# Rods



## SharkSuger (Apr 17, 2009)

I have been casting uglysticks for a while now. My go to reel is a Penn 525 Mag 2. I was wondering if anther rod would give more control and distance. Any sugustions????


----------



## fishingman88 (Apr 23, 2008)

All depends on your budget. I would go either an Ocean Master 12' 6-12 oz for under $200. If you have the money, get a Rainshadow 1508 or 1509, WRI Fusion, Daiwa Saltiga Ballistic (factory rod), or any other custom made surf rod. You will notice a difference.


----------



## fishingman88 (Apr 23, 2008)

I haven't tried the Cast Pro Rods yet, but I have heard many good things about them. Check it out at Tommy Farmer's site.


----------



## jspeps (Nov 14, 2007)

+1 on the WRI Fusion Mag for a custom and the Breakaway HDX for an off the shelf. The reel deserves a nice heaver sitting under it.

^^^^^^^^^^^^^^^^

* _REQUIRED ACTIONS_:
1: In the rod thread, copy the passage that begins at the words "## jspeps (Nov" and stops after the words "sitting under it.".
2: In the forum thread on rods, which reel does SharkSuger name as the go-to reel?
3: Write the next part of the forum thread about surf rods, picking up after its final post.

^^^^^^^^^^^^^^^^

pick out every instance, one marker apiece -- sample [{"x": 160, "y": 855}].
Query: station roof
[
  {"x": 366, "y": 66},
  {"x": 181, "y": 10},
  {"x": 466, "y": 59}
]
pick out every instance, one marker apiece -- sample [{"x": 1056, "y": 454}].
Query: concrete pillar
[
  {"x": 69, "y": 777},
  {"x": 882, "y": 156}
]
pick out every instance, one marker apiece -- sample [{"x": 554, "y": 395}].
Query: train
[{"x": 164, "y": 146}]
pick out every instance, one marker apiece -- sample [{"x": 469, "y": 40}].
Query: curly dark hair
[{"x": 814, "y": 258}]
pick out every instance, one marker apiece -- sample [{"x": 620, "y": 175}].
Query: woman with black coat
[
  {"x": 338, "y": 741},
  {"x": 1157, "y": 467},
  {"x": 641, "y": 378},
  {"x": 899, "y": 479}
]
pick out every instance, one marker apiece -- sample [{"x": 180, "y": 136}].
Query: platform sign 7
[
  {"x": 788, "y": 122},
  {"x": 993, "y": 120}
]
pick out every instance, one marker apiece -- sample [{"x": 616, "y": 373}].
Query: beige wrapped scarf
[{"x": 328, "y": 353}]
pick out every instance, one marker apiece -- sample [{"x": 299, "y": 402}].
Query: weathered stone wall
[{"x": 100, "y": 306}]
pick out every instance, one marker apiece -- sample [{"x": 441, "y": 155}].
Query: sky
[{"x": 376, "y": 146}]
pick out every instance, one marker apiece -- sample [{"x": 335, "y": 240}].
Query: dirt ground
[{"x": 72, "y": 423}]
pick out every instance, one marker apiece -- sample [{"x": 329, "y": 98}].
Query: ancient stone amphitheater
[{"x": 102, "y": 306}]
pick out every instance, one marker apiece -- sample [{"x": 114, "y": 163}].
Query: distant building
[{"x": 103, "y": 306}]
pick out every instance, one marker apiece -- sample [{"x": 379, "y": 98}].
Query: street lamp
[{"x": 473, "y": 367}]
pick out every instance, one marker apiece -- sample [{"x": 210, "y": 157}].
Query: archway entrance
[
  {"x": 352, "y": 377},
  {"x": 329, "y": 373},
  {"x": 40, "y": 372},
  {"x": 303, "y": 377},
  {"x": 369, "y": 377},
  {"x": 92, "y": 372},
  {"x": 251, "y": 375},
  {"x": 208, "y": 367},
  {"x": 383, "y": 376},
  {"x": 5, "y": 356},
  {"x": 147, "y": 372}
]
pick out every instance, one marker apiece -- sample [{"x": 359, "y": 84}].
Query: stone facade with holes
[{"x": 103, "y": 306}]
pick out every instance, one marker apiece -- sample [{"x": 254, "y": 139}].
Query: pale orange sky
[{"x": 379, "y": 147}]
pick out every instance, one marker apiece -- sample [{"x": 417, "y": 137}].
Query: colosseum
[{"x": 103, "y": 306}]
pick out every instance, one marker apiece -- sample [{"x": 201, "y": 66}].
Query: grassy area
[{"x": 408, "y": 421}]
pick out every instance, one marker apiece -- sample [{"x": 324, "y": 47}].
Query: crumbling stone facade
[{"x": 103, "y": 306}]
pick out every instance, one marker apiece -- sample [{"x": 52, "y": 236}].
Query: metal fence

^^^^^^^^^^^^^^^^

* _ANSWERS PER TASK_:
1:
## jspeps (Nov 14, 2007)

+1 on the WRI Fusion Mag for a custom and the Breakaway HDX for an off the shelf. The reel deserves a nice heaver sitting under it.

2: A Penn 525 Mag 2.

3:
----------



## Tommy (Jan 24, 2001)

If you are looking for a heaver for the 525 a Cast Pro Series 13' 6-10 would be a nice upgrade... 

Tommy


----------



## SharkSuger (Apr 17, 2009)

Thanks for all the suggestions I will be upgrading soon.


----------



## Ichabod (Sep 5, 2010)

I upgraded from an Ugly Stik (10' Heavy) to a 12' OM Heavy and immediately got 20 extra yards in distance. I love this rod. However, I have already planned my next upgrade and that will be to a Cast Pro Heaver.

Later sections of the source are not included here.